■ Work item ■
Copy the passage from the news report on Senator Booker and birth control access, starting with "WASHINGTON, D.C. (CBS)" and going on through "(see related story).".

■ Extract to read ■
+ + + +
WASHINGTON, D.C. (CBS) — US senator Cory Booker (D-N.J.) is suggesting there may be a way to continue to guarantee women access to birth control, despite yesterday’s US Supreme Court decision in the Hobby Lobby case (see related story).

“I do believe we have the ability to do something about this,” Booker told KYW Newsradio today, saying he’ll be working with fellow Democrats to craft legislation that would restore the benefit the nation’s highest court just struck down.

The goal, says Booker, is “to insure that women are able to have full control over their health care decisions and what they choose to do remaining between them and their doctor, not them and their pharmacists, them and the religious beliefs of certain sectors of our society.”

Booker wasn’t specific about what such a law might include.
+ + + +
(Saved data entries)
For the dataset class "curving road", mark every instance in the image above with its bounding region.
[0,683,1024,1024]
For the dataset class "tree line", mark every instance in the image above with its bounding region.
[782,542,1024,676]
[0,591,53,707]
+ + + +
■ Written response ■
WASHINGTON, D.C. (CBS) — US senator Cory Booker (D-N.J.) is suggesting there may be a way to continue to guarantee women access to birth control, despite yesterday’s US Supreme Court decision in the Hobby Lobby case (see related story).